Below is a set of records. Repeat them verbatim without the pictures.

┄┄┄┄┄┄

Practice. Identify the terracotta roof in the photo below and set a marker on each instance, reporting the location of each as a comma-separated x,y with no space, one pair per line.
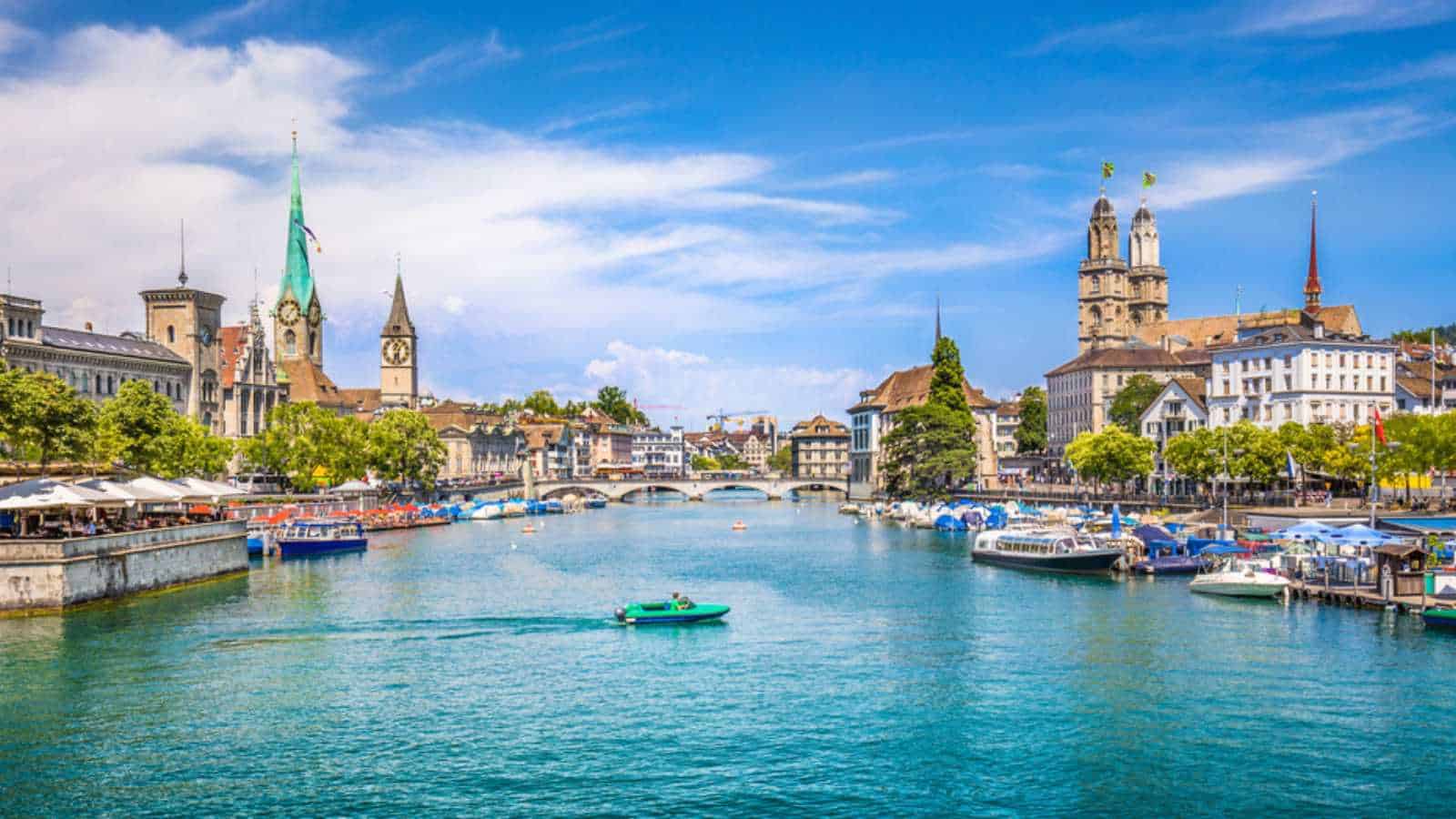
1127,358
309,382
1198,390
539,436
1213,331
360,399
810,429
230,341
1417,387
912,388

┄┄┄┄┄┄

### [Written solution]
Practice. Identify the terracotta roof in the photo below and set a marker on each instance, reporting the location of each as a comma-separated x,y with no space, one pair per line.
1127,358
309,382
1198,390
539,436
1213,331
360,399
810,429
230,341
1417,387
912,388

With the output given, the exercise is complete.